### Written problem
Restate the full set of records exactly, word for word.

Items from a dataset:
# # # # #
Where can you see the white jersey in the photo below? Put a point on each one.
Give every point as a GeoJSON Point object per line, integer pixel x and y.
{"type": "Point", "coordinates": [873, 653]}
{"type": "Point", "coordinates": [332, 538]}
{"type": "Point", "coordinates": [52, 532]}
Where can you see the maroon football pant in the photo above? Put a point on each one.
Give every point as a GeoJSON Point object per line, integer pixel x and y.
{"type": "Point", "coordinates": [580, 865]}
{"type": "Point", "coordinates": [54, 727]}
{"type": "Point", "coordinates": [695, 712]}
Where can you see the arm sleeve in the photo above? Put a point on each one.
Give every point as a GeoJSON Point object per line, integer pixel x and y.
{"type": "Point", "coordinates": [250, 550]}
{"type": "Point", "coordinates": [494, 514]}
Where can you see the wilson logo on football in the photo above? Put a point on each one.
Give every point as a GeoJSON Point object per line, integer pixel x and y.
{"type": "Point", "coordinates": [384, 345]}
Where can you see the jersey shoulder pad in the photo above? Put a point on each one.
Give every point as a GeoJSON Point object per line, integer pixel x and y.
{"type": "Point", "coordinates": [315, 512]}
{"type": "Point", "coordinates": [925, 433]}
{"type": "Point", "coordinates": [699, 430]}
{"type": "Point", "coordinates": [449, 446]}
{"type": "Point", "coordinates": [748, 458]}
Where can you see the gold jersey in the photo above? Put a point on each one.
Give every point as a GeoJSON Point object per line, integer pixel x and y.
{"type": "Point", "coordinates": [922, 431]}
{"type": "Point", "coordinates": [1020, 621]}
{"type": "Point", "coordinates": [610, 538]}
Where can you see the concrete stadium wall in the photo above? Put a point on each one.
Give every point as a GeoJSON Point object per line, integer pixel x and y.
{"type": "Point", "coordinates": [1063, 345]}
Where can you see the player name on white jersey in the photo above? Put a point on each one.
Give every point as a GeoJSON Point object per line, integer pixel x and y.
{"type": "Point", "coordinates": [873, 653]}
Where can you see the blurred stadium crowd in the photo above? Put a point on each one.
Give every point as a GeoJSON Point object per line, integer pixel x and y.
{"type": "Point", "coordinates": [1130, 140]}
# # # # #
### Correct answer
Where can you see the white jersey in the photo below? Put a point on each one.
Give every point as a GeoJSON Point object per line, integer pixel x and y.
{"type": "Point", "coordinates": [873, 653]}
{"type": "Point", "coordinates": [332, 538]}
{"type": "Point", "coordinates": [52, 532]}
Where can you see the maroon football pant in the photo above? Put a point on each one.
Give every point as a GeoJSON Point object per line, integer pixel x and y.
{"type": "Point", "coordinates": [580, 865]}
{"type": "Point", "coordinates": [54, 727]}
{"type": "Point", "coordinates": [695, 712]}
Where can you see the arm sleeve in the photo above? Put a point on each one.
Give every point as a GeoJSON Point object per line, integer pixel x and y.
{"type": "Point", "coordinates": [250, 550]}
{"type": "Point", "coordinates": [494, 514]}
Where can you see the wilson logo on football in the photo above? Put a point on each one.
Give every point as a GeoJSON Point object per line, integer pixel x and y.
{"type": "Point", "coordinates": [384, 345]}
Where can you see the jersey shoulder pad in the photo above? Put a point on each one.
Give every point as a GeoJSON Point object per line, integer pixel x and y.
{"type": "Point", "coordinates": [315, 512]}
{"type": "Point", "coordinates": [925, 433]}
{"type": "Point", "coordinates": [699, 430]}
{"type": "Point", "coordinates": [449, 446]}
{"type": "Point", "coordinates": [748, 458]}
Where can you see the gold jersey in the photo above? Put a point on each one.
Give every point as a GeoJSON Point object per line, integer pixel x and y.
{"type": "Point", "coordinates": [922, 431]}
{"type": "Point", "coordinates": [1020, 621]}
{"type": "Point", "coordinates": [610, 538]}
Where can you see the concrete stadium wall in the photo above? Put a point on each one.
Give every point as a GeoJSON Point object per line, integer pixel x and y.
{"type": "Point", "coordinates": [1063, 345]}
Where can you see the player name on white jersey in the photo above? Put a point on each one.
Give every point as a GeoJSON Point object per line, integer pixel x and y.
{"type": "Point", "coordinates": [873, 653]}
Where can you see the blurred stadium crowd in the photo above? Put a point on each one.
Give every point as a GeoJSON Point object per line, integer pixel x and y.
{"type": "Point", "coordinates": [1130, 140]}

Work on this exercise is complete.